Data provided —
----------------------------------------

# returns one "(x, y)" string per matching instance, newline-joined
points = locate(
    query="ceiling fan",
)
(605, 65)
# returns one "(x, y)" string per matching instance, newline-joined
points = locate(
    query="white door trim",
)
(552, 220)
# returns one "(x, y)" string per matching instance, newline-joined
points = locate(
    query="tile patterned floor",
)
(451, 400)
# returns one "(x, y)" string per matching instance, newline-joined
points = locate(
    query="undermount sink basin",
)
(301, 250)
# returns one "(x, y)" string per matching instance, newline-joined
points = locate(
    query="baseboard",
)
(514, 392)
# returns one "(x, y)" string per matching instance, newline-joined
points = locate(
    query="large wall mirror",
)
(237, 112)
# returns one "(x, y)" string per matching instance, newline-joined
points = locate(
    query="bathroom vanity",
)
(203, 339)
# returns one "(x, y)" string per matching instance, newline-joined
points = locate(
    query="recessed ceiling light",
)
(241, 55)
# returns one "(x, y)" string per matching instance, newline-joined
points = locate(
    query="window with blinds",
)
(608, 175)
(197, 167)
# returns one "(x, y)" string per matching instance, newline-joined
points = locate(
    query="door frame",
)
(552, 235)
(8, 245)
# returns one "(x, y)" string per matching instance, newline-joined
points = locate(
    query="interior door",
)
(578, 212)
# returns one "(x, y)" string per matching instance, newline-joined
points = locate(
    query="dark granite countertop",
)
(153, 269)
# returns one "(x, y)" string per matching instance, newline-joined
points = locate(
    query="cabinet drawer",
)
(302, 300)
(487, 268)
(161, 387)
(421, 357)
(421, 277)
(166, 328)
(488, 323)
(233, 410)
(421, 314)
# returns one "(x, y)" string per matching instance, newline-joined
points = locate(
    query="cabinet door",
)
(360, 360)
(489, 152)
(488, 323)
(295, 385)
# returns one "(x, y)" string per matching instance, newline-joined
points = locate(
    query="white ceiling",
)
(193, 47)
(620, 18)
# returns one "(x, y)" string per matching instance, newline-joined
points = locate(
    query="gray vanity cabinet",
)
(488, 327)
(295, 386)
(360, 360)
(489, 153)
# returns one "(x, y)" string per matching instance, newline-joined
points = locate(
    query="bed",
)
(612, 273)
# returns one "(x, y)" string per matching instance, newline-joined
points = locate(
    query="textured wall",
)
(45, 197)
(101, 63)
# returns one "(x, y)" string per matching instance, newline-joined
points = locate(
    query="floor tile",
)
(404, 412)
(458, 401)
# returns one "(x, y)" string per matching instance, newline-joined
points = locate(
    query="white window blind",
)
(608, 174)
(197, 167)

----------------------------------------

Every line with "cabinet" in it should be copied from the entries above.

    query="cabinet drawer",
    query="cabinet door",
    query="gray vanity cabinet",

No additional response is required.